Assalamu'alaikum :)
Jumat malam kemarin, saya  berkesempatan menghadiri acara meet and greet serta nonton bareng film  Terbang yang bakal tayang 19 April 2018 mendatang, bersama para komunitas blogger Surabaya.
Acara  di mulai pukul 18.00 dengan jadwal meet and greet terlebih dahulu, para  pemain film yang terdiri dari Dion Wiyoko, Laura Basuki, Aline Adita,  Delon Thamrin, dan lain-lain begitu ramah menyapa para pengunjung atrium  Ciputra World.
Ada yang sedikit berbeda dari para pengunjung Meet  and Greet tersebut, pengunjungnya lebih di dominasi oleh orang-orang  berpakaian rapi ala-ala pengusaha gitu.
Awalnya saya  pikir wajar, karena menurut trailer yang saya tonton, film terbang  memang menceritakan tentang kisah nyata perjuangan seorang pengusaha  yang sekarang menetap di Jakarta. Namun ternyata tidak sepenuhnya benar.
Keesokan  harinya barulah terjawab, mengapa di lokasi semalam penuh orang-orang  yang berpakaian rapi, ternyata si empunya kisah, alias pak Onggy Hianata  juga hadir di lokasi untuk nonton bareng pemain film dan kru nya.
Setelah  acara meet and greet yang keseluruhannya lebih di dominasi dengan acara  bagi-bagi goodie bag serta tiket nonton gratis bagi yang bisa menjawab  pertanyaan MC dan pemain.
Kamipun segera diarahkan menuju lokasi  nonton di bioskop Ciputra World XXI yang berada di lantai 4. Ternyata  sampai di lokasi pun padat dengan pengunjung, awalnya saya  terheran-heran, jika benar orang sebanyak itu datang untuk nonton bareng  film Terbang, apa cukup kapasitas satu studio menampung orang sebanyak  itu.

**Data yang Diberikan:**
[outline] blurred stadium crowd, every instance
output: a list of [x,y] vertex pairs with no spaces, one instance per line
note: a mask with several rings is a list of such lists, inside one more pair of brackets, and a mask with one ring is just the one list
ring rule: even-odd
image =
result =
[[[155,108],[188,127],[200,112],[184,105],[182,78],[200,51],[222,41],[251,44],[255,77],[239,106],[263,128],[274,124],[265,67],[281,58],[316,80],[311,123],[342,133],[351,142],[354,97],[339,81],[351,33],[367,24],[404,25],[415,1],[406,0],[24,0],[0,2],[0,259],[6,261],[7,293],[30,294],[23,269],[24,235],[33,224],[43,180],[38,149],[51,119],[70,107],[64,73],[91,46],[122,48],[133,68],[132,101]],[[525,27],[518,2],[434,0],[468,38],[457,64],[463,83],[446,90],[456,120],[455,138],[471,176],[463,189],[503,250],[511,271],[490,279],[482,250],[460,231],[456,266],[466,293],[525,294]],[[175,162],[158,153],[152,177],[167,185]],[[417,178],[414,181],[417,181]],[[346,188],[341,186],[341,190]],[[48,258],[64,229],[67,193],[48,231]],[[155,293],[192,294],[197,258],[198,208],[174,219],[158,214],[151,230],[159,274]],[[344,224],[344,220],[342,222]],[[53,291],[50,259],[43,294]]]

**Langkah Pengerjaan:**
1. Ulangi kata demi kata bagian kutipan tentang film Terbang, mulai dari "Awalnya saya  pikir" dan terus sampai "tidak sepenuhnya benar.".
2. Jawab pertanyaan berikut berdasarkan kutipan tentang film Terbang.
(a) Kapan film Terbang akan tayang?
(b) Pukul berapa acara dimulai?
(c) Di lantai berapa bioskop Ciputra World XXI berada?
3. Tolong sambung kutipan tentang film Terbang, mulai setelah kalimat terakhir yang tertera.
Baris-baris data itu berasal dari sumber lain, bukan dari kutipan tentang film Terbang.

**Jawaban Soal:**
1.
Awalnya saya  pikir wajar, karena menurut trailer yang saya tonton, film terbang  memang menceritakan tentang kisah nyata perjuangan seorang pengusaha  yang sekarang menetap di Jakarta. Namun ternyata tidak sepenuhnya benar.

2.
(a) 19 April 2018
(b) Pukul 18.00
(c) Lantai 4

3.
Jawabannya juga terjawab keesokan harinya, ternyata oh ternyata... ada 5 studio yang menampung para penonton film tersebut.
UWOWWWW...!
Kami  mendapat tempat di studio 1, lama menunggu, biasanya kan para artis  bakal nobar bareng penonton, eh ternyata artisnya gak kunjung nongol.
Sedikit kecewa sih, untungnya sudah dapat kesempatan foto bareng di meet and greet.
Dan sedikit menyesal, mengapa cuman naik panggung sekali buat foto bareng, padahal saya kan dapat dua kesempatan.
Satu bareng komunitas emak blogger, dan satunya bareng pemenang kuis di sosmed hehehe.
Komunitas Blogger Surabaya bersama para pemain film 'Terbang Menembus Langit'
Review Film Terbang
Sumber : FP Demi Istri Production
Film ini dibuat berdasarkan kisah nyata dari seorang pengusaha sukses yang bernama Onggy Hianata.
Ditulis  dan disutradarai  sendiri oleh sutradara terkenal Fajar Nugros, yang  mana kisahnya sendiri ditemukan oleh sang sutradara saat sedang  berjalan-jalan di kepulawan Derawan, Kalimantan Timur beserta sang  produser Demi Istri Production, Susanti Dewi.
Menurut  sutradara film Jakarta Undercover dan Yowis Ben ini, tantangan terberat  dalam membuat film ini adalah, bagaimana dia bisa merangkai kisah 32  tahun perjalanan hidup seseorang, menjadi singkat hanya 2 jam saja.
Cerita  bermula dari Onggy kecil saat masih di Tarakan, yang mana terlahir  sebagai anak ke delapan dari 9 bersaudara dari keluarga yang sangat  sederhana, membuatnya bermimpi agar bisa hidup layak dan merubah nasib  keluarganya. Demi mimpinya, Onggy remaja (diperankan oleh Dion Wiyoko)  pun bertekat ingin pergi dari Tarakan dan memilih Surabaya sebagai  tempat kuliahnya.
Perjalanan hidupnya saat kuliah tidak  mudah, karena keluarganya juga tidak cukup mampu untuk mengirimkan uang  biaya kuliah dan hidupnya setiap bulan.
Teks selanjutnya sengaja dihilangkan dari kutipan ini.